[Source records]
============

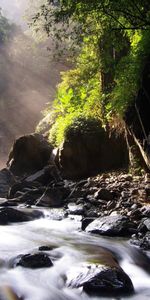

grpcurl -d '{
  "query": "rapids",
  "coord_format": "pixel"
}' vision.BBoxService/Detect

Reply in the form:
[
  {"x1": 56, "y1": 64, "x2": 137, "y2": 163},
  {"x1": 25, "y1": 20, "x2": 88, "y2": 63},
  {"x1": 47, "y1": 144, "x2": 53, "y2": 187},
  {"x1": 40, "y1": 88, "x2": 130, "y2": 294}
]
[{"x1": 0, "y1": 210, "x2": 150, "y2": 300}]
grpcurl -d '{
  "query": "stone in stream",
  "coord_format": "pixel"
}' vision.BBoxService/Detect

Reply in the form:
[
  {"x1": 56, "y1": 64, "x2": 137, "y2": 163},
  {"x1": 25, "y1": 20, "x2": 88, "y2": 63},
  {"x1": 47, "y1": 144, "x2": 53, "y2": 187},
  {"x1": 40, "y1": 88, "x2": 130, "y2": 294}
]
[
  {"x1": 7, "y1": 134, "x2": 53, "y2": 176},
  {"x1": 0, "y1": 169, "x2": 15, "y2": 198},
  {"x1": 25, "y1": 164, "x2": 61, "y2": 185},
  {"x1": 94, "y1": 188, "x2": 113, "y2": 201},
  {"x1": 85, "y1": 215, "x2": 135, "y2": 236},
  {"x1": 35, "y1": 186, "x2": 70, "y2": 208},
  {"x1": 67, "y1": 264, "x2": 134, "y2": 297},
  {"x1": 10, "y1": 252, "x2": 53, "y2": 269},
  {"x1": 0, "y1": 207, "x2": 43, "y2": 225}
]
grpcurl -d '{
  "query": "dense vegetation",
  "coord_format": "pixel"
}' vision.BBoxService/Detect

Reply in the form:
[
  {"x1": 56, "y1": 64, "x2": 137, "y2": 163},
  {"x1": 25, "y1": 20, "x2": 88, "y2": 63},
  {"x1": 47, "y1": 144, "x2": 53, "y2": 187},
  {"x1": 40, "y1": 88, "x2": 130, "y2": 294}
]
[{"x1": 33, "y1": 0, "x2": 150, "y2": 145}]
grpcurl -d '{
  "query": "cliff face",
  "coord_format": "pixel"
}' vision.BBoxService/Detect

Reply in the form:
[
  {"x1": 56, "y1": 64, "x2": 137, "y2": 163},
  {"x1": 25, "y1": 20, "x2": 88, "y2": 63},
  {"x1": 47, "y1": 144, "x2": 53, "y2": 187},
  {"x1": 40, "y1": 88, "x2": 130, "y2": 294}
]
[{"x1": 125, "y1": 60, "x2": 150, "y2": 169}]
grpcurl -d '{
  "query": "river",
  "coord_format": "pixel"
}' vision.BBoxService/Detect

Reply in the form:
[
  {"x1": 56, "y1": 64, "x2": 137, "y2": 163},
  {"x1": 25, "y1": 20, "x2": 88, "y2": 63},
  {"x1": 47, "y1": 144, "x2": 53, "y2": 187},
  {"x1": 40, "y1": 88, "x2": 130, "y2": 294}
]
[{"x1": 0, "y1": 210, "x2": 150, "y2": 300}]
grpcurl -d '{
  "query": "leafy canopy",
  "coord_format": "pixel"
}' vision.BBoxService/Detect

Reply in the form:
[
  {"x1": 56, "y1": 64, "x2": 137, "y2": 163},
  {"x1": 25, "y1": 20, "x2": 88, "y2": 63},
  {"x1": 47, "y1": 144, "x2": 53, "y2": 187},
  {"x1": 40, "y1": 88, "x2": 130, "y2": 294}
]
[{"x1": 33, "y1": 0, "x2": 150, "y2": 144}]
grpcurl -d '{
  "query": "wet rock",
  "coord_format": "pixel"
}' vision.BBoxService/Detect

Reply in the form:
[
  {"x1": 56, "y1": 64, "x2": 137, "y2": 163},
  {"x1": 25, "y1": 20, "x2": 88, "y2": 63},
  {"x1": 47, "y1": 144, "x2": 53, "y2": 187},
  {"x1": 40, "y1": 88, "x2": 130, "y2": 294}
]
[
  {"x1": 7, "y1": 134, "x2": 53, "y2": 176},
  {"x1": 39, "y1": 245, "x2": 55, "y2": 251},
  {"x1": 8, "y1": 180, "x2": 41, "y2": 199},
  {"x1": 11, "y1": 252, "x2": 53, "y2": 269},
  {"x1": 86, "y1": 215, "x2": 135, "y2": 236},
  {"x1": 141, "y1": 205, "x2": 150, "y2": 218},
  {"x1": 130, "y1": 231, "x2": 150, "y2": 251},
  {"x1": 0, "y1": 169, "x2": 15, "y2": 198},
  {"x1": 67, "y1": 264, "x2": 134, "y2": 297},
  {"x1": 68, "y1": 203, "x2": 84, "y2": 215},
  {"x1": 81, "y1": 217, "x2": 95, "y2": 230},
  {"x1": 0, "y1": 207, "x2": 43, "y2": 225},
  {"x1": 35, "y1": 187, "x2": 69, "y2": 207},
  {"x1": 0, "y1": 285, "x2": 24, "y2": 300},
  {"x1": 143, "y1": 218, "x2": 150, "y2": 230},
  {"x1": 25, "y1": 165, "x2": 61, "y2": 185},
  {"x1": 59, "y1": 120, "x2": 128, "y2": 179},
  {"x1": 94, "y1": 188, "x2": 113, "y2": 201}
]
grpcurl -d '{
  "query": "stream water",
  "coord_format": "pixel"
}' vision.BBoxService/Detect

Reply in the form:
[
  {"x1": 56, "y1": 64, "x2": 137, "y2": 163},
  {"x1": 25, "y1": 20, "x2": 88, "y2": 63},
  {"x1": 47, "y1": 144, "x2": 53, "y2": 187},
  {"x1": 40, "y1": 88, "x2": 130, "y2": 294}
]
[{"x1": 0, "y1": 211, "x2": 150, "y2": 300}]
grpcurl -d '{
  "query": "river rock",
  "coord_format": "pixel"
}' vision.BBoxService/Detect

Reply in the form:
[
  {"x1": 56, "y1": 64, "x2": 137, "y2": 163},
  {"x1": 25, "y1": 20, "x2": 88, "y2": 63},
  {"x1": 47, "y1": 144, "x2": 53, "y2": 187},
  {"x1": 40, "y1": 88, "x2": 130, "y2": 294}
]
[
  {"x1": 67, "y1": 202, "x2": 84, "y2": 215},
  {"x1": 85, "y1": 215, "x2": 135, "y2": 236},
  {"x1": 143, "y1": 218, "x2": 150, "y2": 231},
  {"x1": 94, "y1": 188, "x2": 113, "y2": 201},
  {"x1": 35, "y1": 186, "x2": 69, "y2": 207},
  {"x1": 0, "y1": 207, "x2": 43, "y2": 225},
  {"x1": 0, "y1": 168, "x2": 15, "y2": 198},
  {"x1": 7, "y1": 134, "x2": 53, "y2": 176},
  {"x1": 130, "y1": 231, "x2": 150, "y2": 251},
  {"x1": 67, "y1": 264, "x2": 134, "y2": 297},
  {"x1": 25, "y1": 165, "x2": 61, "y2": 185},
  {"x1": 11, "y1": 252, "x2": 53, "y2": 269}
]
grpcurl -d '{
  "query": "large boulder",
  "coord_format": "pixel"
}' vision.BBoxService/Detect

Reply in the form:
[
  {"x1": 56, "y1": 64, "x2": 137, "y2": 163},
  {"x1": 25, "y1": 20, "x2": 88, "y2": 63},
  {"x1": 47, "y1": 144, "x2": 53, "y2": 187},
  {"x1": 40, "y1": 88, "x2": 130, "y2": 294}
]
[
  {"x1": 67, "y1": 264, "x2": 134, "y2": 297},
  {"x1": 7, "y1": 134, "x2": 53, "y2": 176},
  {"x1": 59, "y1": 116, "x2": 128, "y2": 179}
]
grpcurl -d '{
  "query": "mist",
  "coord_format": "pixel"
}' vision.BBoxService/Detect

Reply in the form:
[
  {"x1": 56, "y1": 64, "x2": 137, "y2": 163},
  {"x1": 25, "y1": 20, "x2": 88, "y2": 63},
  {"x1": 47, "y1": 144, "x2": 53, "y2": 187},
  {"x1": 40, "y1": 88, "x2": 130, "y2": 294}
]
[{"x1": 0, "y1": 0, "x2": 66, "y2": 167}]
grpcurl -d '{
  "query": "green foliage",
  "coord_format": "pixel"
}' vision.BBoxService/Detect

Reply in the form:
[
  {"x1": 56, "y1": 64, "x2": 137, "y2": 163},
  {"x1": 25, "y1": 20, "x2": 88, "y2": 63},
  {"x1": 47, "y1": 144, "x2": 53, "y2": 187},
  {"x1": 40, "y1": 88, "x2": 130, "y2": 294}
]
[
  {"x1": 109, "y1": 30, "x2": 150, "y2": 117},
  {"x1": 0, "y1": 10, "x2": 15, "y2": 44},
  {"x1": 33, "y1": 0, "x2": 150, "y2": 145}
]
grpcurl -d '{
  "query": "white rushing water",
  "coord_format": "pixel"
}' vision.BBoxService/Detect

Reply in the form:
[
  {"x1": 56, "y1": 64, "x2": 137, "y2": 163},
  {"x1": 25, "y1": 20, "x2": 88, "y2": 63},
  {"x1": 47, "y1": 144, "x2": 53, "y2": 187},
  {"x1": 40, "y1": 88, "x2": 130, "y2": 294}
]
[{"x1": 0, "y1": 211, "x2": 150, "y2": 300}]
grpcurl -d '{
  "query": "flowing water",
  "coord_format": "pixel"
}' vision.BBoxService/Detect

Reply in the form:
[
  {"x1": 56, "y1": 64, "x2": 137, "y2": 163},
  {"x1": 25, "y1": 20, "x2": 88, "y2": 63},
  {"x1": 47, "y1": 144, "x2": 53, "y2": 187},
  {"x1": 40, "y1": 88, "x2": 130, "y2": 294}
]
[{"x1": 0, "y1": 211, "x2": 150, "y2": 300}]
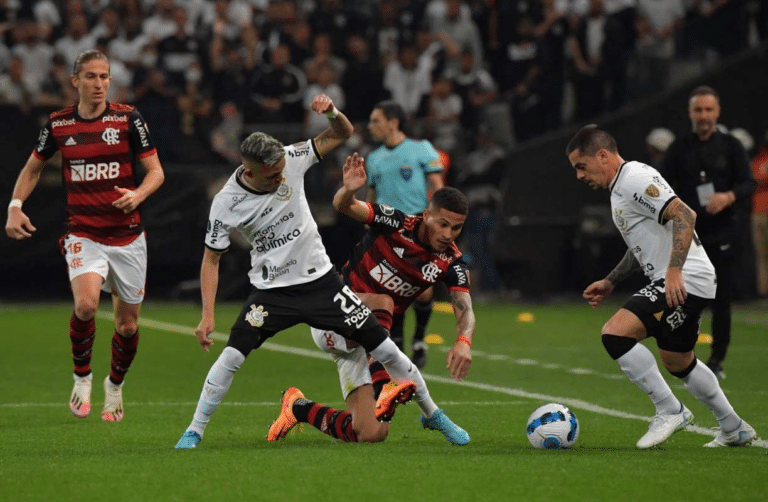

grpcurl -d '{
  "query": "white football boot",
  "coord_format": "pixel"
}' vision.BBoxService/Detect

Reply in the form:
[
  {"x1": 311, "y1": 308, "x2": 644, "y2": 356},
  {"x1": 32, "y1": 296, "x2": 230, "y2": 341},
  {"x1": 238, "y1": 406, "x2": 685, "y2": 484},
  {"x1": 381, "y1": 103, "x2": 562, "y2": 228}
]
[{"x1": 637, "y1": 404, "x2": 693, "y2": 450}]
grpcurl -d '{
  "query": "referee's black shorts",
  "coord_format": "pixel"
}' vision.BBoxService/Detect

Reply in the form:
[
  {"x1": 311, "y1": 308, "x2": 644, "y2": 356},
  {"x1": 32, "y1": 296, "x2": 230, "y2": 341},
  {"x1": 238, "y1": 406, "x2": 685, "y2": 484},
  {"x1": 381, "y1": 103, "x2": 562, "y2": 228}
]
[
  {"x1": 227, "y1": 269, "x2": 387, "y2": 355},
  {"x1": 624, "y1": 279, "x2": 709, "y2": 353}
]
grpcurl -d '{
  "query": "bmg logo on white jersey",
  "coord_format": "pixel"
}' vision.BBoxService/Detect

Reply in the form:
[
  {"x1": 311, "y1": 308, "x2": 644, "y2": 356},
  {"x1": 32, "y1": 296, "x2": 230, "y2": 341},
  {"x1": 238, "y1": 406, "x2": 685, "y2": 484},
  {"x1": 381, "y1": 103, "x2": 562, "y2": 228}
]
[{"x1": 71, "y1": 162, "x2": 120, "y2": 181}]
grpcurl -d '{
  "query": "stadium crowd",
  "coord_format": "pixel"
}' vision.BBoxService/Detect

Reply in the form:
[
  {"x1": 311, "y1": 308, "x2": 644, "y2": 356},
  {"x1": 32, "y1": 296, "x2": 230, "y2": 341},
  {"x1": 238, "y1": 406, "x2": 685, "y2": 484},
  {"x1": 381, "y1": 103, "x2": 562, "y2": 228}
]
[{"x1": 0, "y1": 0, "x2": 768, "y2": 163}]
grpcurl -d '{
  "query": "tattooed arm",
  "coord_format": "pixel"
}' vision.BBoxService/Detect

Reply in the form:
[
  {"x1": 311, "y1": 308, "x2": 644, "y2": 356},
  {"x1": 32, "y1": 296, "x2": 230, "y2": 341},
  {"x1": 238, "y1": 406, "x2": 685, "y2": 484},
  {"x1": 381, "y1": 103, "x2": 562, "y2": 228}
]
[
  {"x1": 663, "y1": 199, "x2": 696, "y2": 307},
  {"x1": 311, "y1": 94, "x2": 355, "y2": 157},
  {"x1": 445, "y1": 291, "x2": 475, "y2": 380}
]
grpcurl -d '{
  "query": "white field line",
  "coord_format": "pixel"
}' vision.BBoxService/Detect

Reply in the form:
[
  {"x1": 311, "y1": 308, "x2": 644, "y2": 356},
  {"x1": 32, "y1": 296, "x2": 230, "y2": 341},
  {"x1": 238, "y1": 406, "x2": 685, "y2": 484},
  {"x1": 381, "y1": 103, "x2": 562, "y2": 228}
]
[
  {"x1": 0, "y1": 401, "x2": 530, "y2": 408},
  {"x1": 10, "y1": 311, "x2": 768, "y2": 448}
]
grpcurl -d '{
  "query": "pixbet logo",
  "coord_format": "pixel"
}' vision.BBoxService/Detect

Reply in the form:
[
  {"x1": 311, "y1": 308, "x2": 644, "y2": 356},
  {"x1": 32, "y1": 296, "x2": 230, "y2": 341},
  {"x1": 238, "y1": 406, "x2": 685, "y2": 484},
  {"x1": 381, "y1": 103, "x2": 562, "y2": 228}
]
[
  {"x1": 71, "y1": 162, "x2": 120, "y2": 181},
  {"x1": 421, "y1": 263, "x2": 440, "y2": 282},
  {"x1": 51, "y1": 119, "x2": 75, "y2": 128},
  {"x1": 133, "y1": 119, "x2": 149, "y2": 148},
  {"x1": 101, "y1": 115, "x2": 128, "y2": 122}
]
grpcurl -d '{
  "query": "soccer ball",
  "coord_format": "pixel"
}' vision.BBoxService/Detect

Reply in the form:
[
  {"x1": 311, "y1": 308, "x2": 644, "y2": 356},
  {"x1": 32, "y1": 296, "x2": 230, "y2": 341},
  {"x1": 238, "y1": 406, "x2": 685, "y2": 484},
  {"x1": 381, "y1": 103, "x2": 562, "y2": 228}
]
[{"x1": 525, "y1": 403, "x2": 579, "y2": 450}]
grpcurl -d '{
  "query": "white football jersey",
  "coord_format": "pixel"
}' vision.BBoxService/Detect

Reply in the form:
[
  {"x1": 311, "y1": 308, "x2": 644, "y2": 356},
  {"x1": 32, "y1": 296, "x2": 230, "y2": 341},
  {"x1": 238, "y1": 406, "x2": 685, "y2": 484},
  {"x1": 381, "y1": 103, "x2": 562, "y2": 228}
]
[
  {"x1": 205, "y1": 139, "x2": 333, "y2": 289},
  {"x1": 610, "y1": 161, "x2": 716, "y2": 298}
]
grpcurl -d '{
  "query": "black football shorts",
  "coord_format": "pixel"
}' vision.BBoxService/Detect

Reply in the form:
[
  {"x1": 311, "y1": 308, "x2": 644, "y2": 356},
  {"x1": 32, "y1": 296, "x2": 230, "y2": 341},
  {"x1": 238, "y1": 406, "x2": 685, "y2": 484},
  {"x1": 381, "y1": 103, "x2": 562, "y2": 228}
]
[{"x1": 624, "y1": 279, "x2": 709, "y2": 353}]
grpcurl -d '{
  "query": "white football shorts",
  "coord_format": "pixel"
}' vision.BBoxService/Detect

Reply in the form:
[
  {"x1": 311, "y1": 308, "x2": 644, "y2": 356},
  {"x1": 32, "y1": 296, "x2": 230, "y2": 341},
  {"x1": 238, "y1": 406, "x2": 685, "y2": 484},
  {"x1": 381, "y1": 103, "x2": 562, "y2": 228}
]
[
  {"x1": 64, "y1": 233, "x2": 147, "y2": 305},
  {"x1": 310, "y1": 328, "x2": 372, "y2": 400}
]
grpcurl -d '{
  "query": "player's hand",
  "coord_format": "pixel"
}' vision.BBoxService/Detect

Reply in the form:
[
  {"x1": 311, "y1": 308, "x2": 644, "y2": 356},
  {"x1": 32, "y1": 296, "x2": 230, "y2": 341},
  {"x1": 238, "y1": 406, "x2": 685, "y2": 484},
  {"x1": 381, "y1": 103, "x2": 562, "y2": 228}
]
[
  {"x1": 5, "y1": 207, "x2": 37, "y2": 241},
  {"x1": 195, "y1": 317, "x2": 216, "y2": 352},
  {"x1": 343, "y1": 152, "x2": 368, "y2": 192},
  {"x1": 310, "y1": 94, "x2": 334, "y2": 115},
  {"x1": 664, "y1": 267, "x2": 688, "y2": 308},
  {"x1": 112, "y1": 185, "x2": 141, "y2": 214},
  {"x1": 706, "y1": 192, "x2": 734, "y2": 214},
  {"x1": 445, "y1": 340, "x2": 472, "y2": 380},
  {"x1": 581, "y1": 279, "x2": 613, "y2": 308}
]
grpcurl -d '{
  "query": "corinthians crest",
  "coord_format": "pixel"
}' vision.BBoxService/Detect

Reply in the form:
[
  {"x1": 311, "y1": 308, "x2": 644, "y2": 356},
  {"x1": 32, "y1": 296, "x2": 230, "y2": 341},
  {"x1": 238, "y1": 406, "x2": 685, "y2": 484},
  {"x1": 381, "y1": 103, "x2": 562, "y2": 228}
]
[
  {"x1": 613, "y1": 209, "x2": 629, "y2": 233},
  {"x1": 245, "y1": 305, "x2": 269, "y2": 328},
  {"x1": 275, "y1": 183, "x2": 293, "y2": 200},
  {"x1": 645, "y1": 183, "x2": 659, "y2": 199}
]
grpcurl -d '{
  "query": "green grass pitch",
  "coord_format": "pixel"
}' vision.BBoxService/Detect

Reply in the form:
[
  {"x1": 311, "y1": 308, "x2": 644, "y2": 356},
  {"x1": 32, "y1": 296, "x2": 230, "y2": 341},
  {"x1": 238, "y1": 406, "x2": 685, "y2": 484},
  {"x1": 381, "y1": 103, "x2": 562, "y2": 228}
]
[{"x1": 0, "y1": 298, "x2": 768, "y2": 502}]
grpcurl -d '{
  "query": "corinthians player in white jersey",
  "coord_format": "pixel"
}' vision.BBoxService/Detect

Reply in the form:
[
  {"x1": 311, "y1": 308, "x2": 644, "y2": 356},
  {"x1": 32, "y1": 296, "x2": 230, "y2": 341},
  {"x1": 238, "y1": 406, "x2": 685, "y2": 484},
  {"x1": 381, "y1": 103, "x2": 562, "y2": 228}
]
[
  {"x1": 565, "y1": 125, "x2": 756, "y2": 449},
  {"x1": 176, "y1": 94, "x2": 444, "y2": 449}
]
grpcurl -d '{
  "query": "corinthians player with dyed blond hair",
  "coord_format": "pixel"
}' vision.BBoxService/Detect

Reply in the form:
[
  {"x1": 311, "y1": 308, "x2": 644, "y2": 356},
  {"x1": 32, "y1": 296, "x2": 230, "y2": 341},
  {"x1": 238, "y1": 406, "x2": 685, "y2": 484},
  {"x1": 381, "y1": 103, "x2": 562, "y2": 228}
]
[
  {"x1": 5, "y1": 50, "x2": 165, "y2": 422},
  {"x1": 176, "y1": 94, "x2": 444, "y2": 449},
  {"x1": 565, "y1": 125, "x2": 756, "y2": 449}
]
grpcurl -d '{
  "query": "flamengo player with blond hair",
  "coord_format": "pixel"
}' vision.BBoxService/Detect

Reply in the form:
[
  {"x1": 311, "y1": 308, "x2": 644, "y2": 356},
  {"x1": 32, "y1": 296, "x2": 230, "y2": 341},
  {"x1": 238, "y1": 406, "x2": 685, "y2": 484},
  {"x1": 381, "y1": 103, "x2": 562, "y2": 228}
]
[{"x1": 5, "y1": 50, "x2": 165, "y2": 422}]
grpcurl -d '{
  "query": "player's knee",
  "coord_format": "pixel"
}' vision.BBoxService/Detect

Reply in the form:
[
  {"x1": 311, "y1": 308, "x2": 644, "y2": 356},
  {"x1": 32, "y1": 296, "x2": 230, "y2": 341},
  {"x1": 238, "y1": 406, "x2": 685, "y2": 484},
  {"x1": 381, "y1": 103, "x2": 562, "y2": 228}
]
[
  {"x1": 115, "y1": 317, "x2": 139, "y2": 338},
  {"x1": 355, "y1": 422, "x2": 389, "y2": 443},
  {"x1": 661, "y1": 353, "x2": 696, "y2": 378},
  {"x1": 75, "y1": 298, "x2": 99, "y2": 321},
  {"x1": 602, "y1": 334, "x2": 637, "y2": 361}
]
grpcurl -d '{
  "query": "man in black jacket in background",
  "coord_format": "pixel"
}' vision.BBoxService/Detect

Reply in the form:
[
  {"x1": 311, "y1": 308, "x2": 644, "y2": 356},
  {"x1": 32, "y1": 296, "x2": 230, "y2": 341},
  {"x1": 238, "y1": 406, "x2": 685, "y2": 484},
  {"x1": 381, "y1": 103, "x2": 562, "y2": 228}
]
[{"x1": 660, "y1": 86, "x2": 755, "y2": 378}]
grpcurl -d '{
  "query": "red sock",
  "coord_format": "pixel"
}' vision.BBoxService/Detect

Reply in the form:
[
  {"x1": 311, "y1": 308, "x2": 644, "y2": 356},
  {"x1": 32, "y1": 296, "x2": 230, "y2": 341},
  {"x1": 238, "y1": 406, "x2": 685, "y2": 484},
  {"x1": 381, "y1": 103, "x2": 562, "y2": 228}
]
[
  {"x1": 293, "y1": 399, "x2": 357, "y2": 443},
  {"x1": 109, "y1": 329, "x2": 139, "y2": 385},
  {"x1": 373, "y1": 309, "x2": 392, "y2": 330},
  {"x1": 368, "y1": 359, "x2": 392, "y2": 399},
  {"x1": 69, "y1": 312, "x2": 96, "y2": 377}
]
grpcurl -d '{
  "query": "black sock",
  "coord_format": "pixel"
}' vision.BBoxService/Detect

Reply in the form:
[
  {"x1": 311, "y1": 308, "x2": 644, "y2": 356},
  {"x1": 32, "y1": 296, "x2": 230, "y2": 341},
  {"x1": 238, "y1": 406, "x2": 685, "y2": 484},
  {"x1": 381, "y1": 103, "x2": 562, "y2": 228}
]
[{"x1": 389, "y1": 314, "x2": 405, "y2": 350}]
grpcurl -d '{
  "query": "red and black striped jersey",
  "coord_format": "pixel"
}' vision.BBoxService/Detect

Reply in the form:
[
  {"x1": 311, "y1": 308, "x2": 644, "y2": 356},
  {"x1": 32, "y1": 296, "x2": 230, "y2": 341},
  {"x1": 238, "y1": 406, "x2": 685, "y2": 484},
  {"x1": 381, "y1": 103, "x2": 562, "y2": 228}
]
[
  {"x1": 32, "y1": 102, "x2": 157, "y2": 246},
  {"x1": 342, "y1": 204, "x2": 469, "y2": 314}
]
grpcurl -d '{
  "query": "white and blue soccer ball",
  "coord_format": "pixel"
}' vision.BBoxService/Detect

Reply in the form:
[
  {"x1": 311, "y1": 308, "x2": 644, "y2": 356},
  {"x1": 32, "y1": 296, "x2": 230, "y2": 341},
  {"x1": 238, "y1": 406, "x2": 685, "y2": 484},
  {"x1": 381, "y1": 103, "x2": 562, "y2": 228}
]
[{"x1": 525, "y1": 403, "x2": 579, "y2": 450}]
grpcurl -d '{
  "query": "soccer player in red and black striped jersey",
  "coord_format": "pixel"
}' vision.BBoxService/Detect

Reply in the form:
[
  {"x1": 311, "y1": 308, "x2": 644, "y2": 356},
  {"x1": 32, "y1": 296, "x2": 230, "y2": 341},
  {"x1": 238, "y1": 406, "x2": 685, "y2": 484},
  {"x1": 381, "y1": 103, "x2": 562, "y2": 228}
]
[
  {"x1": 5, "y1": 50, "x2": 165, "y2": 422},
  {"x1": 267, "y1": 154, "x2": 475, "y2": 445},
  {"x1": 333, "y1": 154, "x2": 475, "y2": 380}
]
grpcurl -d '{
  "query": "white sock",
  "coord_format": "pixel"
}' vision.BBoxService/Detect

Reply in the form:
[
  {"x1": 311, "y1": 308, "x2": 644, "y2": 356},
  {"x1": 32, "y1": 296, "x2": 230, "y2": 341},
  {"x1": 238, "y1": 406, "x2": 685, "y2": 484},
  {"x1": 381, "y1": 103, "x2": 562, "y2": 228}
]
[
  {"x1": 683, "y1": 359, "x2": 741, "y2": 431},
  {"x1": 371, "y1": 338, "x2": 437, "y2": 418},
  {"x1": 187, "y1": 347, "x2": 245, "y2": 437},
  {"x1": 616, "y1": 343, "x2": 683, "y2": 414}
]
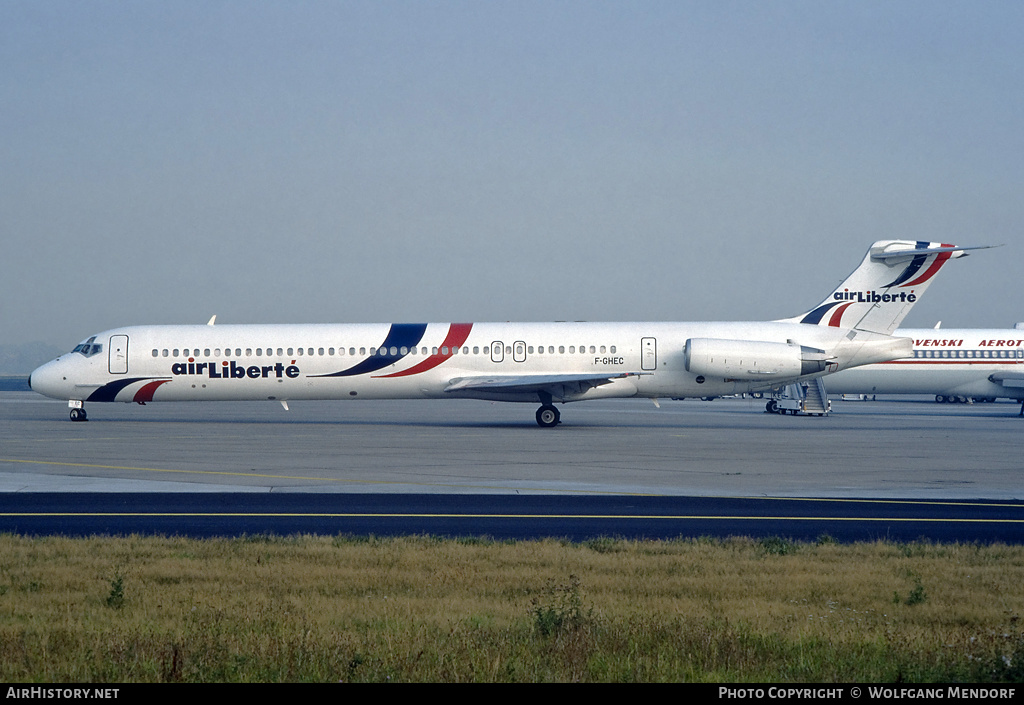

============

Required work: Count the lines in the records above that contain the string "blond", treating uppercase and lowercase as different, and give only the number.

Output of the task: 2